— YOUR TASK —
Reproduce all of the records below word for word, leaving out the pictures.

— RECORDS SUPPLIED —
──────────

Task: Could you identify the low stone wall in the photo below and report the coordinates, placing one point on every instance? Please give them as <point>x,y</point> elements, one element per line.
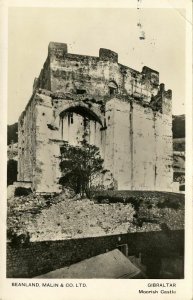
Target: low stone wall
<point>33,259</point>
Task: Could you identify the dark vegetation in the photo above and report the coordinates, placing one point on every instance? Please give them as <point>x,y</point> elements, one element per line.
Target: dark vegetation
<point>80,166</point>
<point>12,133</point>
<point>11,171</point>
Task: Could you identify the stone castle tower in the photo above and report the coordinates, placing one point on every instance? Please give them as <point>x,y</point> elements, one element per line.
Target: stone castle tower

──────────

— THE SOLUTION —
Task: Could you identify the low stone wall in the photo below and report the coordinates, placing one point on every instance? Please give them as <point>x,y</point> elements, one element per line.
Target: low stone wall
<point>33,259</point>
Task: Could you identify the dark vegetation in the photo above and report the coordinates, placing one point on every instance? Please give them as <point>x,y</point> elements, one element per line.
Target: dark vegetation
<point>80,166</point>
<point>12,133</point>
<point>11,171</point>
Task: Could you identify the stone castle tower in the photo above and report the coordinates, placing one point on every instance? Please give them as <point>x,y</point> elements, one element per line.
Target: stone castle tower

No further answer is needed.